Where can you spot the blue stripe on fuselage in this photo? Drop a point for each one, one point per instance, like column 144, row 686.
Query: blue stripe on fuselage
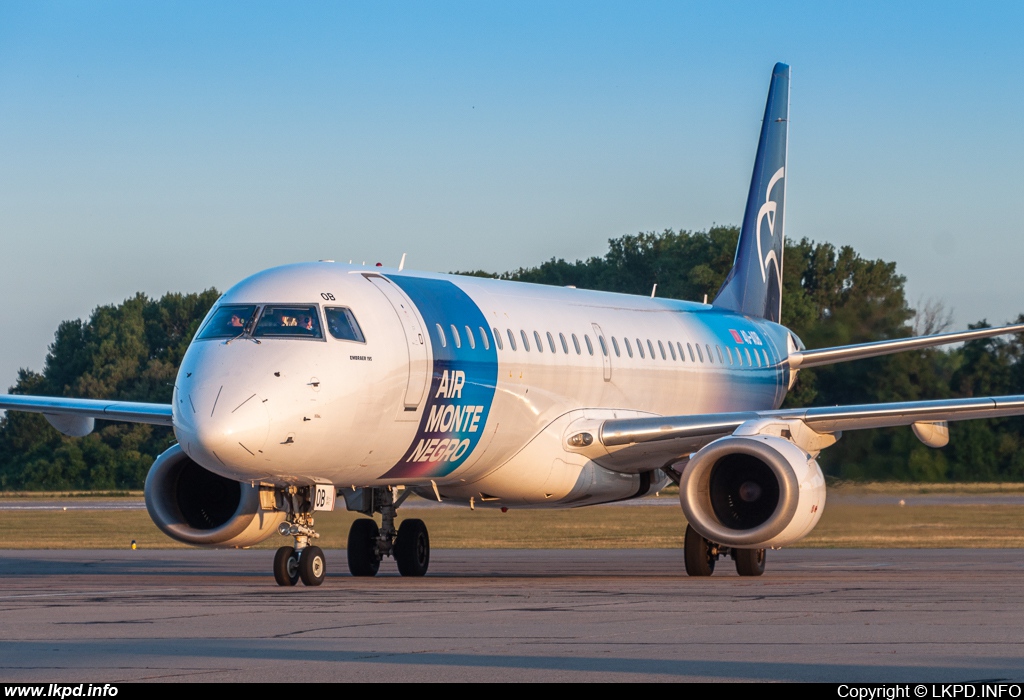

---

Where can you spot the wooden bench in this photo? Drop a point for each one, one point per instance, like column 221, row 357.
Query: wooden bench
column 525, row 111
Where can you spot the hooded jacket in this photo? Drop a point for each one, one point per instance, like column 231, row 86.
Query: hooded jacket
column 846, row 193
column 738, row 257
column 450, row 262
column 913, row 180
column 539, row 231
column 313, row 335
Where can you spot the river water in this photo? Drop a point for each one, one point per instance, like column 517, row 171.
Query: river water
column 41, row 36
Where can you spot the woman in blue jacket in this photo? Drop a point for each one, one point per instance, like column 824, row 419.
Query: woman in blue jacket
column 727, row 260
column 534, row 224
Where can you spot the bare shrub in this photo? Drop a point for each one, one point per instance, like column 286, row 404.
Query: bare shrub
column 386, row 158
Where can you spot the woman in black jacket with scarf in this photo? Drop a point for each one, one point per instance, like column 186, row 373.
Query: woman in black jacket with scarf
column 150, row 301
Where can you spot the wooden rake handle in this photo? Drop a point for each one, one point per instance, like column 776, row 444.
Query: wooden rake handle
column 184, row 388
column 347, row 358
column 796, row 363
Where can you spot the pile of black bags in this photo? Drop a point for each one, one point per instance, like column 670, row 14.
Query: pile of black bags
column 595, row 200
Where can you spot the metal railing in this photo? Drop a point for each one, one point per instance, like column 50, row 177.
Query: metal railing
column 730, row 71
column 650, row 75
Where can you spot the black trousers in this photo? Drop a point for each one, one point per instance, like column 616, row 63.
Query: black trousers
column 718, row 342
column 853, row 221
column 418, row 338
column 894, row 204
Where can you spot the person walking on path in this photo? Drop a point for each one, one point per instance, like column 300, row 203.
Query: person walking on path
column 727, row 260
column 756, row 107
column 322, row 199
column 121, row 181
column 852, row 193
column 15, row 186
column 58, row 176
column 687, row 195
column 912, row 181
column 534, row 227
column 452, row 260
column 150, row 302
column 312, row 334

---

**Your goal**.
Using the listing above, return word for word each line from the one that has "Where can you spot the blue" through the one that has "Query: blue stripe on fuselage", and no line outside that range.

**Written response**.
Where can you spot the blue stripe on fuselage in this photo? Drop a point for each one, one point per instance, like column 144, row 686.
Query: blue stripe on fuselage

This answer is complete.